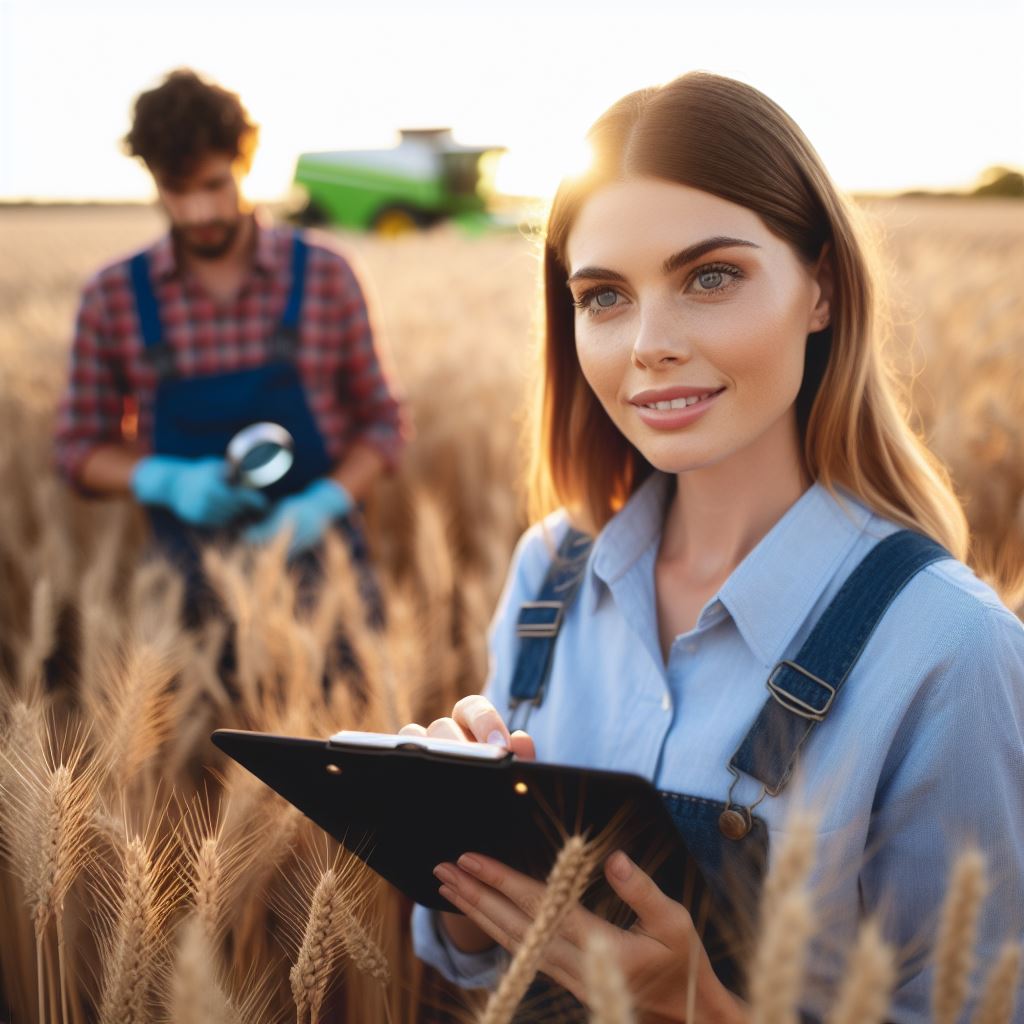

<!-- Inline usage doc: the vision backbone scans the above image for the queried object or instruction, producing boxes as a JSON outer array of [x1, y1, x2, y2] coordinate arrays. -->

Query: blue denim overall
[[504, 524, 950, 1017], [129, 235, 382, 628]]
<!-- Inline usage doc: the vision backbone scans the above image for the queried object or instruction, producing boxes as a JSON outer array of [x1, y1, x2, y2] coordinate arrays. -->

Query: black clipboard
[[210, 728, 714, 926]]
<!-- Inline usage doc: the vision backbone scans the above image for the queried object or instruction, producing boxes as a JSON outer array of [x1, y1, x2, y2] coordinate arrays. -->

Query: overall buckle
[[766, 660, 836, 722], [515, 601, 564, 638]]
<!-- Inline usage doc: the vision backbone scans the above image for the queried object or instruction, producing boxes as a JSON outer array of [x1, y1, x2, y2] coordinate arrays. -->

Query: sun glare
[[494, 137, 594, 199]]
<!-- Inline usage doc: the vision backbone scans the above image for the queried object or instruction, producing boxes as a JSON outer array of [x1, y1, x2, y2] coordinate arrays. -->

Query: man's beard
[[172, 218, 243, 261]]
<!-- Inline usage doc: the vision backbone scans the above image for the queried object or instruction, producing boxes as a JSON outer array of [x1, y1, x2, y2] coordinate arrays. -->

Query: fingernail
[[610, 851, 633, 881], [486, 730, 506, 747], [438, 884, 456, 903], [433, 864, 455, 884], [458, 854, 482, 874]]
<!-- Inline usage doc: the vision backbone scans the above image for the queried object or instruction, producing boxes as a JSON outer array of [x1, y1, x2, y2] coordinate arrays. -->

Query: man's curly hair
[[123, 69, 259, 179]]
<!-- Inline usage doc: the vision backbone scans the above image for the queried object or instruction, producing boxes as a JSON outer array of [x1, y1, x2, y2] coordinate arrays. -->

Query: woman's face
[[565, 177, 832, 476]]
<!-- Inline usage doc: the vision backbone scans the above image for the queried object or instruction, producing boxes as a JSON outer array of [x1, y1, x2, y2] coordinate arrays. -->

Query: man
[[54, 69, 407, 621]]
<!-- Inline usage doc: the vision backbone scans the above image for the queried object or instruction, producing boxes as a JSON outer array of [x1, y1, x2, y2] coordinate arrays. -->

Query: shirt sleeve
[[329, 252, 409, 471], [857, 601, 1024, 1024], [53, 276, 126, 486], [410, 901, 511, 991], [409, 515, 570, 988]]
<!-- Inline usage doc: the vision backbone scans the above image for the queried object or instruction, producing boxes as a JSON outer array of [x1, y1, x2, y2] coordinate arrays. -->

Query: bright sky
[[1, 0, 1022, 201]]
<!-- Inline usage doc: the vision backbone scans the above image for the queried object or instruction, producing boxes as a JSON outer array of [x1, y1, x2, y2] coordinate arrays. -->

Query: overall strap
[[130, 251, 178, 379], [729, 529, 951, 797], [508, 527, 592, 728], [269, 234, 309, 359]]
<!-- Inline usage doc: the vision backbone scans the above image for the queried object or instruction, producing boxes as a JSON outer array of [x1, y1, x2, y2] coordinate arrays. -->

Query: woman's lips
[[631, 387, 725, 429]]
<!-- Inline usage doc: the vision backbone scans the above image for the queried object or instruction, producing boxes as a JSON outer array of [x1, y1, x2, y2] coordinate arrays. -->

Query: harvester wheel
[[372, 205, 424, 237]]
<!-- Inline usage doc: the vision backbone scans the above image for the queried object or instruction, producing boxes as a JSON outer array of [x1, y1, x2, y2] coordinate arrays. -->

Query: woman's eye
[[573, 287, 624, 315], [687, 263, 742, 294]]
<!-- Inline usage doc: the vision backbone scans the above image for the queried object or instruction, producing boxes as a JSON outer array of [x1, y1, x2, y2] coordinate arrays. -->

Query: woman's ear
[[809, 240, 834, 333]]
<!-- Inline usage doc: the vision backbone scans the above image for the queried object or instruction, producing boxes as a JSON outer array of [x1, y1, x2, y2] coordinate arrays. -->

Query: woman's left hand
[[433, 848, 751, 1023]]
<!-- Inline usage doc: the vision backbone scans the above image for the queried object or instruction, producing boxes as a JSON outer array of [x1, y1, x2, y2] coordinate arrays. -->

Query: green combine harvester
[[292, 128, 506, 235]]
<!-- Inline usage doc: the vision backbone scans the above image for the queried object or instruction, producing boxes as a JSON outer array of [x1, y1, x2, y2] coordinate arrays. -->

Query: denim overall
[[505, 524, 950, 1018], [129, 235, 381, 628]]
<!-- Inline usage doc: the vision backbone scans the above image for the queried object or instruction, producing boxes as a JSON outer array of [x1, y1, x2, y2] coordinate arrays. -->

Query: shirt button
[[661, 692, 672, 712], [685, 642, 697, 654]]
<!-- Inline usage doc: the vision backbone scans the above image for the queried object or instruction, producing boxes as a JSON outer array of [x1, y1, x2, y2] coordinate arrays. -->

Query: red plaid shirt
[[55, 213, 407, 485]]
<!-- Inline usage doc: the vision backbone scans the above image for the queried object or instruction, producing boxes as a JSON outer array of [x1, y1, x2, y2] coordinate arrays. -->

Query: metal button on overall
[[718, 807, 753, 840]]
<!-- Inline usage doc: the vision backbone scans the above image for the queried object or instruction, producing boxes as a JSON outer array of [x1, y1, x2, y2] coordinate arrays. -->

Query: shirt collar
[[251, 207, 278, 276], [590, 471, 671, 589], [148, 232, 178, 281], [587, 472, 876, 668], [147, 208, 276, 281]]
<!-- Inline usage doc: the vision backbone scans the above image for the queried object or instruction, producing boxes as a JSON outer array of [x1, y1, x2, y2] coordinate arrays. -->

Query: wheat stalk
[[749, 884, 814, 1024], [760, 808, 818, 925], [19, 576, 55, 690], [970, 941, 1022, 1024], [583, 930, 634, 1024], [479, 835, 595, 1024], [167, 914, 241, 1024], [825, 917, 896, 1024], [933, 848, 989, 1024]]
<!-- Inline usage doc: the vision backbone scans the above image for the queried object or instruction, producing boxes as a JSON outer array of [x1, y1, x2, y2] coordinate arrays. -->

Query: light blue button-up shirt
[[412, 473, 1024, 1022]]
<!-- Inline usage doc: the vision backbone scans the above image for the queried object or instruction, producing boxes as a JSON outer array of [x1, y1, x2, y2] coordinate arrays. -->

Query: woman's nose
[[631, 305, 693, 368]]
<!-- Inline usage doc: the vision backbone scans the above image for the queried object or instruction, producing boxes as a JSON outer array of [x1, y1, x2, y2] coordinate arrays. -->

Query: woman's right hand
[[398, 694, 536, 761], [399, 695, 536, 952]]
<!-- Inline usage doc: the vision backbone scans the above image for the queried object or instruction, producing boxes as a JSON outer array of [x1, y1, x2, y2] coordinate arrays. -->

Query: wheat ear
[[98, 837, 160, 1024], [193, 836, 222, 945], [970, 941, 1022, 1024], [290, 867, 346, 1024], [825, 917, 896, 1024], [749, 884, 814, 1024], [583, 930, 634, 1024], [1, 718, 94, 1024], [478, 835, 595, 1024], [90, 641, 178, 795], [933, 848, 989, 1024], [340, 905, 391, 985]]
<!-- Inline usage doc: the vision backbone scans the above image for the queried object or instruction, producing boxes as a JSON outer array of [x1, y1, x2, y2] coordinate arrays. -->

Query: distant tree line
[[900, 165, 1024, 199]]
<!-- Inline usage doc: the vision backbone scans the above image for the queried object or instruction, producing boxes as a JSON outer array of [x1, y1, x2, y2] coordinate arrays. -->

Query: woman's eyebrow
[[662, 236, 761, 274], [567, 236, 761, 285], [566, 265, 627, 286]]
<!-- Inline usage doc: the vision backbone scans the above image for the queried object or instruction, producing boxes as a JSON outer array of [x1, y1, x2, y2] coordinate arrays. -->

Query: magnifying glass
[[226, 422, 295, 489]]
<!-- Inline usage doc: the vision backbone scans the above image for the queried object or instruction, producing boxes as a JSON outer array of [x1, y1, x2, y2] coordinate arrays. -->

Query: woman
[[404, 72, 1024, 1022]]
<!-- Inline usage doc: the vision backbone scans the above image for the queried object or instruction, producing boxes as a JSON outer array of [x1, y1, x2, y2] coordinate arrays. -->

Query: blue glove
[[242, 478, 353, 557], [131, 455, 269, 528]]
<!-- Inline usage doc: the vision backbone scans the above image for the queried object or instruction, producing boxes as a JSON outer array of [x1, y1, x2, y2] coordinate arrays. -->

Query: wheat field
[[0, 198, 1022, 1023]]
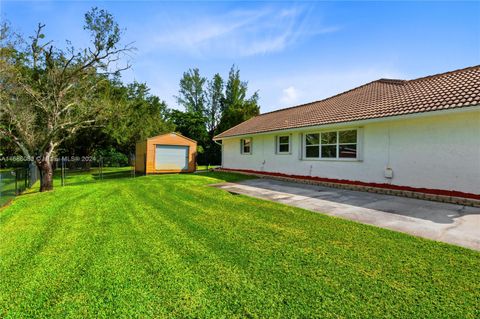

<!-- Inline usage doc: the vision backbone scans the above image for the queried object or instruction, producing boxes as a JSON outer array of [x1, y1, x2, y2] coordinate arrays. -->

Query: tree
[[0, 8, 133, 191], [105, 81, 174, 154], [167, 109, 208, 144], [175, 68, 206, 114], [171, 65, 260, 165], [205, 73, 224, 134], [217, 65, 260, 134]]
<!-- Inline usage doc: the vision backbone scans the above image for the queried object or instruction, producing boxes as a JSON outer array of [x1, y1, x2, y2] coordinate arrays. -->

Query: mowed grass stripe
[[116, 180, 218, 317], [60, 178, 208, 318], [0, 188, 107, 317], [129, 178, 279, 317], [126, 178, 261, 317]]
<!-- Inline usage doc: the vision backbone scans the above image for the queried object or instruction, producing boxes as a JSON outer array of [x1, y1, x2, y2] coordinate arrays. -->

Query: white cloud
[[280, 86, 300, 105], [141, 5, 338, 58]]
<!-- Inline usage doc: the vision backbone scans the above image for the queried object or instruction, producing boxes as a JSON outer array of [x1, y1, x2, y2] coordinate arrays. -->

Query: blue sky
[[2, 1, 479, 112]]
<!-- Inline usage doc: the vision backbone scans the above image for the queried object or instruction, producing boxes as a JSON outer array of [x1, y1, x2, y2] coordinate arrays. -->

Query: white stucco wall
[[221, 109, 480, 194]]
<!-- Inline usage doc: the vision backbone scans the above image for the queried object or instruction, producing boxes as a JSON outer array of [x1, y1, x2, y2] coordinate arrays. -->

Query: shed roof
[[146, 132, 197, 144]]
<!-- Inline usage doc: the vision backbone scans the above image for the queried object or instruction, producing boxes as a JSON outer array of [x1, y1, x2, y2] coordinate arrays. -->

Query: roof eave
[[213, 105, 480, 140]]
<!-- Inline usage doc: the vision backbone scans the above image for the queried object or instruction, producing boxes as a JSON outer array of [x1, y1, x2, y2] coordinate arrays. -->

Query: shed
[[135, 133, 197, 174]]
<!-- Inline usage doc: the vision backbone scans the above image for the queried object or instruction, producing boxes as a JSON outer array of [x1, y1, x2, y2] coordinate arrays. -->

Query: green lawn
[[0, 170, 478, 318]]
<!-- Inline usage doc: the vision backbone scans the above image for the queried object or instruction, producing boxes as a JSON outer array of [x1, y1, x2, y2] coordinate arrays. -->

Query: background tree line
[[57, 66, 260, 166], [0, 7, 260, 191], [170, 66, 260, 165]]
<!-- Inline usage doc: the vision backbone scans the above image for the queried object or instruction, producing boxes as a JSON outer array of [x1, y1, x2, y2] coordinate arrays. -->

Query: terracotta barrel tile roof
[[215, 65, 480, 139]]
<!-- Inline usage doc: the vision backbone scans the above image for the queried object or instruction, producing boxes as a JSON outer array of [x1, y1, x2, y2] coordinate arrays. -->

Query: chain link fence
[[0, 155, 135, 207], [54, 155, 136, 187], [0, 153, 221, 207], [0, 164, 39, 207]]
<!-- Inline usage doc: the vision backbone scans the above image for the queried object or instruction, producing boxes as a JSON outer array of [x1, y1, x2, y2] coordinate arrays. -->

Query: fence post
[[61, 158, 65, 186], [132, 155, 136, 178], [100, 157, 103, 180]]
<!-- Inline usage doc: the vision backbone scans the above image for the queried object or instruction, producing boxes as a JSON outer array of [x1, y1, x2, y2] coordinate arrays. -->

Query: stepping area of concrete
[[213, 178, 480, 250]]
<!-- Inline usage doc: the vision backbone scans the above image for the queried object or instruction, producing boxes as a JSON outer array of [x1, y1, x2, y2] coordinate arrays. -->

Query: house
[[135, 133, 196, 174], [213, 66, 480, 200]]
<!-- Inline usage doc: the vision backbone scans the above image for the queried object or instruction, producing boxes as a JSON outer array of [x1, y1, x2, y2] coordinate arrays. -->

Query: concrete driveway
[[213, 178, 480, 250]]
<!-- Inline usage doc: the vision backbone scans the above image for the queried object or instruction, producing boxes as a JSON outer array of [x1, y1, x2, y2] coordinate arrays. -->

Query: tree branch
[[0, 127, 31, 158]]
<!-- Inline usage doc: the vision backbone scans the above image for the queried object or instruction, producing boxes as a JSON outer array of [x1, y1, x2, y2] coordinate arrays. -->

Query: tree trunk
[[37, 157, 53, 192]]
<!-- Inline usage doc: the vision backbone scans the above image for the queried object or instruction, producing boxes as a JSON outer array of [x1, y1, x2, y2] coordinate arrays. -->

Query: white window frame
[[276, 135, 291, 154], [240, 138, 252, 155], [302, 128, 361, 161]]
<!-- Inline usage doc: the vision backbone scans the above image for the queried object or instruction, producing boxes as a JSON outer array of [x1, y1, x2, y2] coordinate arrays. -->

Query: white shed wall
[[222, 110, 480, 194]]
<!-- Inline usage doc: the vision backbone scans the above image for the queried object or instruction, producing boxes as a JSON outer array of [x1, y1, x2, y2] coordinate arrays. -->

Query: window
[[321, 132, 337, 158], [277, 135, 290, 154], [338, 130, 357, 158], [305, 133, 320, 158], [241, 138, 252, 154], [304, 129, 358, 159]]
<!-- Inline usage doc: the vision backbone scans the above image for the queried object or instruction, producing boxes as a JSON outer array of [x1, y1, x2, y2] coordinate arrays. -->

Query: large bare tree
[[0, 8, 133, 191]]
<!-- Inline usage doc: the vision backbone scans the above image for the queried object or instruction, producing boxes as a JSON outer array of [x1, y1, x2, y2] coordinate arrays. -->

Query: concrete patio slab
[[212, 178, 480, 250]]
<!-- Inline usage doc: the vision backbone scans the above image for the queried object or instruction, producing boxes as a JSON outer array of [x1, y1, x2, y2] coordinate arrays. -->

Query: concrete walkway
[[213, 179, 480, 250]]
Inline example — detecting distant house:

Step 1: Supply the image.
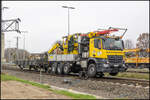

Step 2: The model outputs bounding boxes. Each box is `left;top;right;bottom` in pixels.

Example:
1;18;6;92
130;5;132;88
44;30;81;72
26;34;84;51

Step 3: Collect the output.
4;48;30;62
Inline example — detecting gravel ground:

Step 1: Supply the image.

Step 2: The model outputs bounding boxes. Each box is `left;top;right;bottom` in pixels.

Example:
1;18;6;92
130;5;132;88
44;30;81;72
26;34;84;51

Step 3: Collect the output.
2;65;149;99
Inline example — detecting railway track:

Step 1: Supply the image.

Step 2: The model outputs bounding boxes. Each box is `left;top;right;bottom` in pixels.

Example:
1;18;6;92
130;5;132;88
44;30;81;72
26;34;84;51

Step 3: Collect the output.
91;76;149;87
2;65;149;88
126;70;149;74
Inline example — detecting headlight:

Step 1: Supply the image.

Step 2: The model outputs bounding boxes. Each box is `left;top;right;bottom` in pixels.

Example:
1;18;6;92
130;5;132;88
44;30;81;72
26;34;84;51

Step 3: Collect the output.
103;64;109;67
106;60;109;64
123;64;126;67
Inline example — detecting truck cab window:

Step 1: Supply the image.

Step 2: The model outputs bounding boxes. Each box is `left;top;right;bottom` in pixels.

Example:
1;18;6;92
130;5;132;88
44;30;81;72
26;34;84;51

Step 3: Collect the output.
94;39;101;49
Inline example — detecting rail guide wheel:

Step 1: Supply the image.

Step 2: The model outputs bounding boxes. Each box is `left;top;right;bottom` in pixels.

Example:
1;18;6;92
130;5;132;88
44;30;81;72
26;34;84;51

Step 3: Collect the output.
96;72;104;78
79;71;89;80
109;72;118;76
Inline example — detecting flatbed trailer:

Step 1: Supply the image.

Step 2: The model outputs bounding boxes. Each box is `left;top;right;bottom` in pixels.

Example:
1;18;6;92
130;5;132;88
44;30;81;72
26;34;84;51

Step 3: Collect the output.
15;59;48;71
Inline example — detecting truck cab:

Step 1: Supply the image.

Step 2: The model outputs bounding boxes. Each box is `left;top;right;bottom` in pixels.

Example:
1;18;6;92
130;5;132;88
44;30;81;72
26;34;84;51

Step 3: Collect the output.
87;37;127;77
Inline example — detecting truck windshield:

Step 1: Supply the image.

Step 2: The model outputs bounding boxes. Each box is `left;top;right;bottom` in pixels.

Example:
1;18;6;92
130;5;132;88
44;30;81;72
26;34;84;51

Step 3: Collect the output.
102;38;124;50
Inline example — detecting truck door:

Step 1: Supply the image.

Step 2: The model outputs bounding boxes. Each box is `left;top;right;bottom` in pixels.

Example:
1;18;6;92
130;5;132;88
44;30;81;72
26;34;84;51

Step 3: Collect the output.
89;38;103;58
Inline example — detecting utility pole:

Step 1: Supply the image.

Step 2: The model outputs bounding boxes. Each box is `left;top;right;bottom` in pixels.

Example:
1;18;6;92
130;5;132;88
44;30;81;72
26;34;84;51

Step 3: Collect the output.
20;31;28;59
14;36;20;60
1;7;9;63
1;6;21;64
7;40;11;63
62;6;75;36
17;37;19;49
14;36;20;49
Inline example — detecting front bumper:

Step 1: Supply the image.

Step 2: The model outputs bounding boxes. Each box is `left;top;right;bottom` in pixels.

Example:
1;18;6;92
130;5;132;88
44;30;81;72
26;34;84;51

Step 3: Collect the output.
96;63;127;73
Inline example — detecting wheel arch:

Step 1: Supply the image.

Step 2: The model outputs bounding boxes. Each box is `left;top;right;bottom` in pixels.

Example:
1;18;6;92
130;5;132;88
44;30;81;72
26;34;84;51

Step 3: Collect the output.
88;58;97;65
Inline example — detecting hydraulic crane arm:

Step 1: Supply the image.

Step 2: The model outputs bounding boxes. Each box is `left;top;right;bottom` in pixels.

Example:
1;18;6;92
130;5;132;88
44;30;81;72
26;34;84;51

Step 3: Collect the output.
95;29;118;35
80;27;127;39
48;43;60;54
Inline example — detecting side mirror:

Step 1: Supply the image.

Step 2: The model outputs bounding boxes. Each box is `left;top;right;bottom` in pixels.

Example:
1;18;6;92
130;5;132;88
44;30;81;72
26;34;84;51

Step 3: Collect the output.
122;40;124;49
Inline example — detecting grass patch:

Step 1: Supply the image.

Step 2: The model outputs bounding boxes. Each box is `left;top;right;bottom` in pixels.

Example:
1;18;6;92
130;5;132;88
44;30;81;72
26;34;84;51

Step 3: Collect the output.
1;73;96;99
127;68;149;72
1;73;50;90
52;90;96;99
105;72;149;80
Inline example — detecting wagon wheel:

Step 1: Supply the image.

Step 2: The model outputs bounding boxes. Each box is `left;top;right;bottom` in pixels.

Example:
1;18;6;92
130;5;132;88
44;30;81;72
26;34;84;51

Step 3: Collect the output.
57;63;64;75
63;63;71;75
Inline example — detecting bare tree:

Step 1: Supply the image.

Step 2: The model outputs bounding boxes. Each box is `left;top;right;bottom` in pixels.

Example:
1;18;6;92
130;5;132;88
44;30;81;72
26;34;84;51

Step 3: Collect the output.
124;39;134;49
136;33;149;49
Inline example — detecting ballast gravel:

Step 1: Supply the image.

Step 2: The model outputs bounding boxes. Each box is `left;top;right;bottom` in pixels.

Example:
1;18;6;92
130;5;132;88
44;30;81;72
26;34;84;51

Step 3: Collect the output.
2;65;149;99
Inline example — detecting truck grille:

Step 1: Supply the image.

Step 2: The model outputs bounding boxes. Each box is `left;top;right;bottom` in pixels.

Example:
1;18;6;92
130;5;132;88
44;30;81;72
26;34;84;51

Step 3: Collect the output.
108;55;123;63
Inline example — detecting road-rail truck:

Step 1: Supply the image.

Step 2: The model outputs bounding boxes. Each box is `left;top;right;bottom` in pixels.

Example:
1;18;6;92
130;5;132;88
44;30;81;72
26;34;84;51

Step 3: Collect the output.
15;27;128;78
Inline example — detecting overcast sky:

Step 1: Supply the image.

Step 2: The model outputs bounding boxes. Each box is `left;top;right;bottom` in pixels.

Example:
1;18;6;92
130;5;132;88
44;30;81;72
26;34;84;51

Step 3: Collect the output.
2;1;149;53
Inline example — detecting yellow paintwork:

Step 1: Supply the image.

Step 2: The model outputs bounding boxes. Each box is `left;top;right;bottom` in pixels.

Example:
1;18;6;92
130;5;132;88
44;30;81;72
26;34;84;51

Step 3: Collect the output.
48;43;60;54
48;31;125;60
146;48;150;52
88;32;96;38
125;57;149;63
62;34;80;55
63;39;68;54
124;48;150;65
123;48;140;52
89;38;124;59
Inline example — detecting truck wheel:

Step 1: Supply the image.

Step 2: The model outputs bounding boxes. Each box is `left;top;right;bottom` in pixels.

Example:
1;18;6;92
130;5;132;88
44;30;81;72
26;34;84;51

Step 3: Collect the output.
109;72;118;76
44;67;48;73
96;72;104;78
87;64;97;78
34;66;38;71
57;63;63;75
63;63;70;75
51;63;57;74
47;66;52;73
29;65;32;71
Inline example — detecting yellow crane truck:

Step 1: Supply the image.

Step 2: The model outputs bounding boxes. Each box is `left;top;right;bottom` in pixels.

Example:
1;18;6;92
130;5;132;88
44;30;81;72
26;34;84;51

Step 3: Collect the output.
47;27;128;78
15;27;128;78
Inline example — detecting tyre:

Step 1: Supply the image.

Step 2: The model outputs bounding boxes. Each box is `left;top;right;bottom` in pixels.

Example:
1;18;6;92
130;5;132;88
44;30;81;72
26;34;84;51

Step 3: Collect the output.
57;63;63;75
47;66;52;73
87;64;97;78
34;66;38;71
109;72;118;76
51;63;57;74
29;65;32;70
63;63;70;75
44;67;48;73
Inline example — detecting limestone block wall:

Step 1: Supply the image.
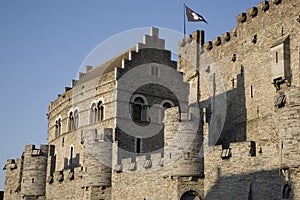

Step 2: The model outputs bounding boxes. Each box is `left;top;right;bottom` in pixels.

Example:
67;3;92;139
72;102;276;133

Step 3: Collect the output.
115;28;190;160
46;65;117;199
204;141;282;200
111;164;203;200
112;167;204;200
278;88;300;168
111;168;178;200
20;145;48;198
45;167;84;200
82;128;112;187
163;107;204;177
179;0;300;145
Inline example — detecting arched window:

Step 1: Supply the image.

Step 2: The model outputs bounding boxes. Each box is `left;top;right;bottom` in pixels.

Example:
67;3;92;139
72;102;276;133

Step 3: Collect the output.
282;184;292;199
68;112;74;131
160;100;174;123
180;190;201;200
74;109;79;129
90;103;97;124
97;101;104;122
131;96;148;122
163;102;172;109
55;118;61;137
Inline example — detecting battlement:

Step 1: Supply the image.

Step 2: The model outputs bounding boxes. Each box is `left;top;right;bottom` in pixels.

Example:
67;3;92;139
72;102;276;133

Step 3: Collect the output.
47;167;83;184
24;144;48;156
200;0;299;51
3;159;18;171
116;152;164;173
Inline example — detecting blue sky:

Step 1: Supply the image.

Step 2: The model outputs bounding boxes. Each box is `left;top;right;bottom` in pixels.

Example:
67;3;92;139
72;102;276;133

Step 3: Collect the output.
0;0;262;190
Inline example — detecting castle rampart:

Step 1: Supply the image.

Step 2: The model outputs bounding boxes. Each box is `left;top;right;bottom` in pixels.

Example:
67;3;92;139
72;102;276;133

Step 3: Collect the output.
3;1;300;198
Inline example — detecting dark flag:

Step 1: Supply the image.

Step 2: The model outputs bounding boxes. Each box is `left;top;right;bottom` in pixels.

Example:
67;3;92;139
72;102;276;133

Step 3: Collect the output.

━━━━━━━━━━━━━━━━━━━━

# Assignment
List each line of the entries that holds the string "yellow".

# Problem solution
Inline example — detecting yellow paintwork:
Inline example — detecting yellow crane truck:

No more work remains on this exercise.